*** RECORDS FOR THE TASK ***

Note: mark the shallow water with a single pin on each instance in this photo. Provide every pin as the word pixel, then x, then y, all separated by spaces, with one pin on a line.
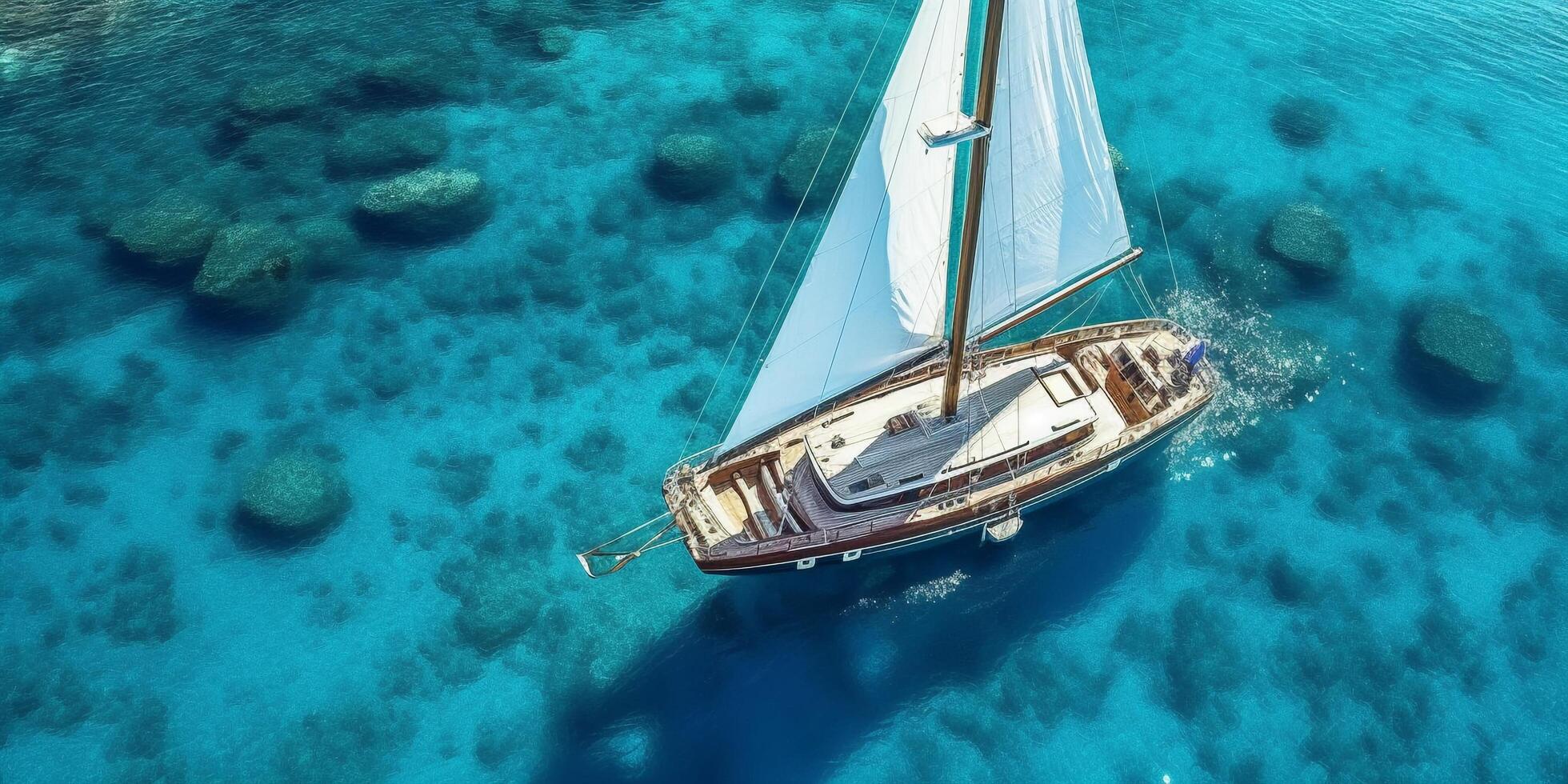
pixel 1332 576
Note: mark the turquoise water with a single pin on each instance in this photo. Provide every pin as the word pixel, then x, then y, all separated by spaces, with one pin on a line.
pixel 1336 574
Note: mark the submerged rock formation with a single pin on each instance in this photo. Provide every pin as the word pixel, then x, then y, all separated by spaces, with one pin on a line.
pixel 295 494
pixel 388 145
pixel 1457 353
pixel 1308 242
pixel 692 166
pixel 251 267
pixel 171 233
pixel 795 173
pixel 554 41
pixel 424 206
pixel 1302 121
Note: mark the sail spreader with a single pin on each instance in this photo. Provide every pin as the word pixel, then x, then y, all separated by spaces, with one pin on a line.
pixel 970 242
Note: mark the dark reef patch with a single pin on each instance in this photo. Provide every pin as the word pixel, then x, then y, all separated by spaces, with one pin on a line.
pixel 1308 242
pixel 463 477
pixel 692 166
pixel 426 206
pixel 168 235
pixel 294 498
pixel 132 598
pixel 57 413
pixel 1452 354
pixel 1302 122
pixel 352 741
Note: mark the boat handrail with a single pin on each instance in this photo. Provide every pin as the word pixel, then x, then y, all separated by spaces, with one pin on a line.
pixel 620 557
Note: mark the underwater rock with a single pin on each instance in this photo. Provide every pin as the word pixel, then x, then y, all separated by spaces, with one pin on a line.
pixel 1455 353
pixel 800 166
pixel 424 206
pixel 388 145
pixel 690 166
pixel 1302 121
pixel 499 601
pixel 294 494
pixel 627 750
pixel 1202 661
pixel 251 267
pixel 1308 242
pixel 555 41
pixel 171 233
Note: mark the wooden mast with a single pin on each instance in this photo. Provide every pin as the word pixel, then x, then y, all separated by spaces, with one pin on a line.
pixel 985 99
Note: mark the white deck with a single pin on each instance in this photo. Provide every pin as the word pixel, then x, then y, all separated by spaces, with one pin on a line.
pixel 1010 410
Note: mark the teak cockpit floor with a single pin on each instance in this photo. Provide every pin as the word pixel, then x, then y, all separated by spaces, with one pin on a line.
pixel 921 452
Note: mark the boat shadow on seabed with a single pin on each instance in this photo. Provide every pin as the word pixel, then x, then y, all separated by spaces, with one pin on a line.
pixel 774 678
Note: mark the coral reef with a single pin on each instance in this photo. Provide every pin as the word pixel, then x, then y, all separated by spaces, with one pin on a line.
pixel 132 598
pixel 1308 242
pixel 294 494
pixel 173 231
pixel 805 168
pixel 251 269
pixel 424 206
pixel 690 166
pixel 1300 121
pixel 1455 353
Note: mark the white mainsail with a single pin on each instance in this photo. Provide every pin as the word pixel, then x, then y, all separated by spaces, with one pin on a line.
pixel 875 292
pixel 1051 210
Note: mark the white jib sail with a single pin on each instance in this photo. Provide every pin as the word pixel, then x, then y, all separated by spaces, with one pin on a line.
pixel 875 290
pixel 1051 210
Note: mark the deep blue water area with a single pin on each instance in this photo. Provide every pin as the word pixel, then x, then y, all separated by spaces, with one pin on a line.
pixel 298 447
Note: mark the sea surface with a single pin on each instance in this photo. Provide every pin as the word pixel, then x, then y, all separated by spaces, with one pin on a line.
pixel 1350 570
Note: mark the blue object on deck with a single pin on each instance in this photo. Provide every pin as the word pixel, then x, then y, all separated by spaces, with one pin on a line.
pixel 1195 353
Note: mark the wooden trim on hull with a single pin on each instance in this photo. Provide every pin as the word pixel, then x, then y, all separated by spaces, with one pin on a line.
pixel 942 529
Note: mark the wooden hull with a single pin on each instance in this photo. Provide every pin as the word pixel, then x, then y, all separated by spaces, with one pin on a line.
pixel 772 504
pixel 970 529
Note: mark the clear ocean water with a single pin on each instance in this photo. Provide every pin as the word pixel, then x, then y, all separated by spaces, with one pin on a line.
pixel 1338 574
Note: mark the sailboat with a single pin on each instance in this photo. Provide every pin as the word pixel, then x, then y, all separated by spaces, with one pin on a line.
pixel 882 418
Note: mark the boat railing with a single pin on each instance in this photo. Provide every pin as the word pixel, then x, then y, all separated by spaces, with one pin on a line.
pixel 1071 462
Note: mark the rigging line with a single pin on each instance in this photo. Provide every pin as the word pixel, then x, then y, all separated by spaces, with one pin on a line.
pixel 762 284
pixel 805 267
pixel 914 96
pixel 1133 289
pixel 1143 150
pixel 1142 284
pixel 1070 315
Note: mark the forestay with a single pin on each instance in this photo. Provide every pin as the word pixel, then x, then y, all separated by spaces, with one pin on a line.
pixel 874 294
pixel 1051 210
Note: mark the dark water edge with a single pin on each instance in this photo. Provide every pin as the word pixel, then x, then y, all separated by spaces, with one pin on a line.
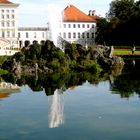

*** End of RECORDS FOR THE TASK ***

WORK INSTRUCTIONS →
A verbatim copy of the entries, without the pictures, is what this task requires.

SOLUTION BELOW →
Note: mark the shallow water with a single pin on each instance in this photo. Provide every pin as the word pixel, then x, then y, all separated by spaces, with one pin on a line.
pixel 1332 576
Note: mark the turquoise water with a single pin on each instance in this photo. Provide every pin as the word pixel, then x, then y, all separated by spaces, with one pin on a line.
pixel 1336 574
Note: mark the submerged rock formation with a single pin on each instance in this photo. Provide every pin as the word pixel, then x, then y, all separated by spaces, with one pin on a line.
pixel 295 494
pixel 388 145
pixel 1457 353
pixel 1308 242
pixel 692 166
pixel 251 267
pixel 171 233
pixel 795 173
pixel 554 41
pixel 424 206
pixel 1302 121
Note: mark the sail spreader with a single pin on each instance in this photo. Provide every pin as the word pixel, then x, then y, all separated by spaces, with one pin on a line.
pixel 970 242
Note: mark the dark reef patch with a single pin on each instance in this photo. Provide every pin as the word pixel, then x, then y, all separated by spaces, with one pin on a line.
pixel 1308 242
pixel 463 477
pixel 692 166
pixel 426 206
pixel 168 235
pixel 294 498
pixel 132 598
pixel 57 413
pixel 1452 354
pixel 1302 122
pixel 352 741
Note: mark the boat handrail with a single pin on each instance in this photo. Provide every pin as the word pixel, then x, then y, all separated by spaces, with one pin on a line.
pixel 620 557
Note: mark the underwater rock with a single pin on each instance in this photo. Provide every pin as the word pixel, then x, then y, all separated by spaces, with one pin on a line.
pixel 1455 353
pixel 800 166
pixel 424 206
pixel 388 145
pixel 690 166
pixel 1302 121
pixel 499 601
pixel 294 494
pixel 627 750
pixel 1202 661
pixel 251 267
pixel 1308 242
pixel 555 41
pixel 171 233
Note: mark the wooden mast with a single pin on each instance in this photo. Provide every pin as the word pixel, then x, then y, all separated by spaces, with one pin on a line.
pixel 985 99
Note: mark the white deck with a single pin on each instance in this photo. Provide every pin as the word pixel, then x, then y, all separated by spaces, with one pin on a line.
pixel 1010 410
Note: mark the teak cockpit floor with a single pin on each instance in this photo. Provide every pin as the word pixel, then x, then y, all separated by spaces, with one pin on a line.
pixel 921 452
Note: mark the boat shadow on seabed with a single pin on each instance in this photo. Provide every pin as the word pixel, then x, then y, all separated by spaces, with one pin on a line.
pixel 774 678
Note: mark the coral reef with a single pin on each instance in this photo. Provide every pin as the word pixel, then x, then y, all separated by spaces, with one pin on a line.
pixel 132 598
pixel 1308 242
pixel 294 494
pixel 173 231
pixel 805 168
pixel 251 269
pixel 424 206
pixel 690 166
pixel 1300 121
pixel 1455 353
Note: mark the white mainsail with a single pin on each instance in this photo. Provide every pin as the word pixel, then x, then y, all separated by spaces, with one pin on a line.
pixel 875 292
pixel 1051 210
Note: mark the white jib sail with a single pin on each instance in this photo. Provide every pin as the word pixel, then x, then y, all separated by spaces, with one pin on a line.
pixel 875 290
pixel 1051 210
Note: mark the deep blue water area with a single pin on each instance in this photo. Provide every pin as the word pixel, then x, then y, all separated by spaces, with one pin on a line.
pixel 298 447
Note: mark the sea surface with a single pin on each instance in this photo. Provide every pin as the word pixel, then x, then y, all separated by spaces, with one pin on a line.
pixel 1350 570
Note: mark the blue object on deck with a single pin on each instance in this photo. Provide every pin as the word pixel, then x, then y, all separated by spaces, with one pin on a line.
pixel 1195 353
Note: mark the wooden trim on hull with a single pin on each instance in this photo. Provide every pin as the word pixel, then x, then y, all separated by spaces, with one pin on a line.
pixel 942 529
Note: mark the wooden hull with a single pin on each instance in this photo. Provide every pin as the word pixel, then x, then y, all separated by spaces, with one pin on a line.
pixel 772 504
pixel 970 529
Note: mark the clear ocean water with a single pin on each instance in this photo. Provide every pin as the word pixel, then x, then y, all separated by spaces, with one pin on a line.
pixel 1338 574
Note: mark the sailboat with a single pin on each instance in this photo. Provide every pin as the word pixel, then x, then y, all separated by spaces, with one pin on a line.
pixel 882 418
Note: mark the boat railing with a single pin on each instance in this photo. Provide every pin as the word pixel, then x, then y, all separated by spaces, with one pin on a line.
pixel 1071 462
Note: mark the rigging line with a single pin on each instance in this photo. Provide every pin as the word pixel, then x, then y, all separated by spaces, with one pin on a line.
pixel 762 284
pixel 805 267
pixel 914 96
pixel 1133 289
pixel 1143 150
pixel 1142 284
pixel 1070 315
Note: mark the forestay with a single pin on each instance in this photo. Provide every pin as the word pixel, then x, then y, all separated by spaces, with one pin on a line.
pixel 874 294
pixel 1051 210
Note: mark the dark water edge with a single pin on each instance in this photo. Provide every pin as the word pixel, then x, then y, all separated by spaces, with one pin on a line.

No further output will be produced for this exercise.